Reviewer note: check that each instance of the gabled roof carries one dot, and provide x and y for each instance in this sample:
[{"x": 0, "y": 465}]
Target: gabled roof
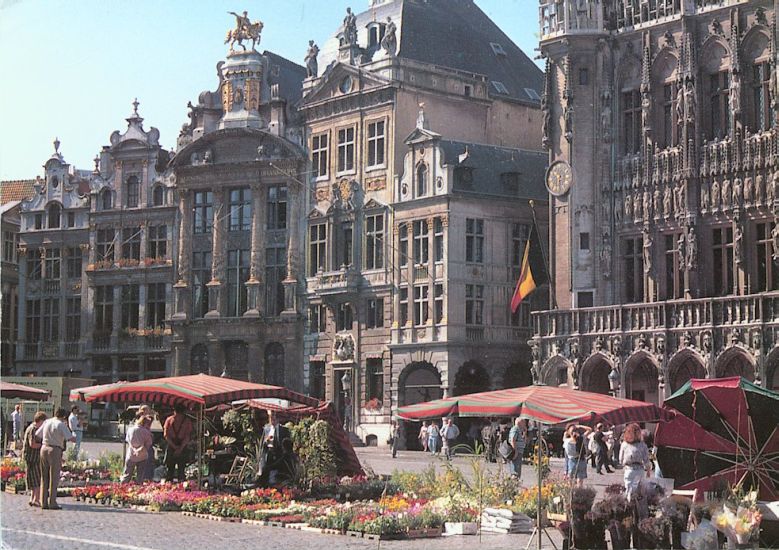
[{"x": 16, "y": 190}]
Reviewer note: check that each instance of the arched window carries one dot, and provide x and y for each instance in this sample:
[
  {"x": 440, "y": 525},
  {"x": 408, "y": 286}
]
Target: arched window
[
  {"x": 106, "y": 199},
  {"x": 421, "y": 180},
  {"x": 133, "y": 190},
  {"x": 54, "y": 216},
  {"x": 158, "y": 196}
]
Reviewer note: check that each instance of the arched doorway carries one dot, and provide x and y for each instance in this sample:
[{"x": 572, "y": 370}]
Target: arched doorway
[
  {"x": 418, "y": 382},
  {"x": 274, "y": 364},
  {"x": 517, "y": 375},
  {"x": 735, "y": 362},
  {"x": 641, "y": 379},
  {"x": 684, "y": 366},
  {"x": 594, "y": 375},
  {"x": 198, "y": 359},
  {"x": 471, "y": 378}
]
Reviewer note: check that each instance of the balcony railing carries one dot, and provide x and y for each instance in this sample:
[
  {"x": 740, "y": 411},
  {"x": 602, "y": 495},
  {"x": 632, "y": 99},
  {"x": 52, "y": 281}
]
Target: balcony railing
[{"x": 701, "y": 313}]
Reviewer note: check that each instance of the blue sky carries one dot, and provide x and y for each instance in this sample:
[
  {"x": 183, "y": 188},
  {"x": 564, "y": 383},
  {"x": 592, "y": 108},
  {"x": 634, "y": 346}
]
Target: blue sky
[{"x": 71, "y": 68}]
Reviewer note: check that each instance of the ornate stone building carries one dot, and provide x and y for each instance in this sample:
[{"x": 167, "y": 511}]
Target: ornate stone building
[
  {"x": 238, "y": 172},
  {"x": 660, "y": 118},
  {"x": 366, "y": 266}
]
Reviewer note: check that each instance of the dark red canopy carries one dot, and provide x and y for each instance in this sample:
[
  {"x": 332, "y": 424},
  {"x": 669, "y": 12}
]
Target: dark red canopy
[
  {"x": 18, "y": 391},
  {"x": 193, "y": 390}
]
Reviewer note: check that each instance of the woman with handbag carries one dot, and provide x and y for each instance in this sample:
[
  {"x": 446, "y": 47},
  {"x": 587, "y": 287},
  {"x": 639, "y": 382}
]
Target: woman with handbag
[{"x": 139, "y": 442}]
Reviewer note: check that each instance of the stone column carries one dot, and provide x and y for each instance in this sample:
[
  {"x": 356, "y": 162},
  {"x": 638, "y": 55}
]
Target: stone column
[
  {"x": 184, "y": 260},
  {"x": 215, "y": 286},
  {"x": 293, "y": 225},
  {"x": 255, "y": 275}
]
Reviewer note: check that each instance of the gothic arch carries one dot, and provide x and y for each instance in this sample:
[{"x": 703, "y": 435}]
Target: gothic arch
[
  {"x": 640, "y": 377},
  {"x": 771, "y": 381},
  {"x": 684, "y": 365},
  {"x": 418, "y": 382},
  {"x": 555, "y": 371},
  {"x": 594, "y": 374},
  {"x": 735, "y": 361}
]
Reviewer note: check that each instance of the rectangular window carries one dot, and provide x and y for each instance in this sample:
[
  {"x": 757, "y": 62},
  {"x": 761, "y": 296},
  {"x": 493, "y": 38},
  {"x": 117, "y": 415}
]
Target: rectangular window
[
  {"x": 319, "y": 155},
  {"x": 722, "y": 244},
  {"x": 346, "y": 149},
  {"x": 105, "y": 245},
  {"x": 237, "y": 275},
  {"x": 374, "y": 241},
  {"x": 376, "y": 143},
  {"x": 375, "y": 313},
  {"x": 131, "y": 243},
  {"x": 767, "y": 272},
  {"x": 719, "y": 94},
  {"x": 277, "y": 207},
  {"x": 72, "y": 319},
  {"x": 438, "y": 240},
  {"x": 10, "y": 240},
  {"x": 421, "y": 243},
  {"x": 317, "y": 319},
  {"x": 130, "y": 306},
  {"x": 33, "y": 321},
  {"x": 374, "y": 383},
  {"x": 421, "y": 306},
  {"x": 631, "y": 121},
  {"x": 240, "y": 204},
  {"x": 157, "y": 242},
  {"x": 674, "y": 268},
  {"x": 104, "y": 309},
  {"x": 52, "y": 264},
  {"x": 74, "y": 262},
  {"x": 317, "y": 249},
  {"x": 203, "y": 219},
  {"x": 474, "y": 240},
  {"x": 275, "y": 273},
  {"x": 155, "y": 305},
  {"x": 403, "y": 306},
  {"x": 762, "y": 117},
  {"x": 474, "y": 304},
  {"x": 343, "y": 317},
  {"x": 403, "y": 246},
  {"x": 201, "y": 275},
  {"x": 438, "y": 289},
  {"x": 633, "y": 261}
]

Activity =>
A word-for-word restatement of all the lines above is needed, with the pictures omitted.

Solved problem =>
Reviewer note: check that each instance of the gabled roof carries one dot, and provide x and y for each instance in this sample:
[{"x": 0, "y": 465}]
Target: gabled roof
[{"x": 16, "y": 190}]
Reviewer note: check that each instance of the arched window carries one dot, and provide x and y for each instance in this sample:
[
  {"x": 440, "y": 525},
  {"x": 408, "y": 286}
]
Target: arched window
[
  {"x": 106, "y": 199},
  {"x": 421, "y": 180},
  {"x": 133, "y": 190},
  {"x": 54, "y": 216},
  {"x": 158, "y": 196}
]
Reviewer note: check that each instance of the arched doorway carries one dot, and provide x and y for each instance in this sample:
[{"x": 572, "y": 370}]
Target: arched doorway
[
  {"x": 418, "y": 382},
  {"x": 274, "y": 364},
  {"x": 517, "y": 375},
  {"x": 735, "y": 362},
  {"x": 641, "y": 379},
  {"x": 684, "y": 366},
  {"x": 594, "y": 375},
  {"x": 198, "y": 359},
  {"x": 471, "y": 378}
]
Reviewer note: check that each instance of the balcony railing carries one dot, and provide x and y for each instance in this sample:
[
  {"x": 740, "y": 411},
  {"x": 602, "y": 495},
  {"x": 632, "y": 99},
  {"x": 52, "y": 281}
]
Target: balcony railing
[{"x": 701, "y": 313}]
Reviewer note: check that each instance of the blue sky carries one dot, and provide x and y for each instance in this sample:
[
  {"x": 183, "y": 188},
  {"x": 564, "y": 383},
  {"x": 592, "y": 108},
  {"x": 634, "y": 346}
]
Target: blue sky
[{"x": 71, "y": 68}]
Reviewer note: check that each instance of the ornate stone building carries one dot, and provide x and y for each instance in this sample:
[{"x": 167, "y": 511}]
Target: ornate stone building
[
  {"x": 238, "y": 172},
  {"x": 660, "y": 118},
  {"x": 366, "y": 266}
]
Reviewer note: check that each instance of the dark red canopy carries one dot, and provide x and y for each instance in this sample:
[
  {"x": 332, "y": 424},
  {"x": 669, "y": 12}
]
Target: dark red canopy
[
  {"x": 18, "y": 391},
  {"x": 193, "y": 390}
]
Reviewer note: check that each instance of the woman with handbag carries one dot, and provide x and y for each instance in this sample:
[
  {"x": 446, "y": 47},
  {"x": 587, "y": 287},
  {"x": 639, "y": 382}
]
Target: woman with handbag
[{"x": 139, "y": 442}]
Reviewer note: check that each instance of the stone column carries one dot, and provide x and y for each instance in this sample:
[
  {"x": 356, "y": 162},
  {"x": 638, "y": 55}
]
Target: stone column
[
  {"x": 184, "y": 260},
  {"x": 215, "y": 286},
  {"x": 293, "y": 225},
  {"x": 255, "y": 275}
]
Reviewer note: check that each instance of the gothic arch carries one dot, and provide x and y for each instance in this sample:
[{"x": 703, "y": 435}]
Target: gothic arch
[
  {"x": 640, "y": 377},
  {"x": 771, "y": 381},
  {"x": 684, "y": 365},
  {"x": 418, "y": 382},
  {"x": 555, "y": 371},
  {"x": 594, "y": 374},
  {"x": 735, "y": 361}
]
Reviewer note: check that each instance of the rectangular window carries one dot, and provide x and y for each instance in this sample:
[
  {"x": 757, "y": 62},
  {"x": 761, "y": 296},
  {"x": 493, "y": 38},
  {"x": 117, "y": 415}
]
Target: rectangular window
[
  {"x": 319, "y": 155},
  {"x": 722, "y": 244},
  {"x": 346, "y": 149},
  {"x": 105, "y": 245},
  {"x": 237, "y": 275},
  {"x": 374, "y": 241},
  {"x": 376, "y": 143},
  {"x": 375, "y": 313},
  {"x": 131, "y": 243},
  {"x": 767, "y": 272},
  {"x": 719, "y": 94},
  {"x": 277, "y": 207},
  {"x": 72, "y": 319},
  {"x": 438, "y": 240},
  {"x": 10, "y": 240},
  {"x": 421, "y": 243},
  {"x": 317, "y": 319},
  {"x": 130, "y": 306},
  {"x": 33, "y": 321},
  {"x": 374, "y": 383},
  {"x": 421, "y": 306},
  {"x": 631, "y": 121},
  {"x": 240, "y": 204},
  {"x": 157, "y": 242},
  {"x": 674, "y": 268},
  {"x": 104, "y": 309},
  {"x": 52, "y": 264},
  {"x": 74, "y": 262},
  {"x": 317, "y": 249},
  {"x": 203, "y": 219},
  {"x": 474, "y": 240},
  {"x": 275, "y": 273},
  {"x": 155, "y": 305},
  {"x": 403, "y": 306},
  {"x": 762, "y": 117},
  {"x": 474, "y": 304},
  {"x": 343, "y": 317},
  {"x": 403, "y": 246},
  {"x": 201, "y": 275},
  {"x": 438, "y": 289},
  {"x": 633, "y": 261}
]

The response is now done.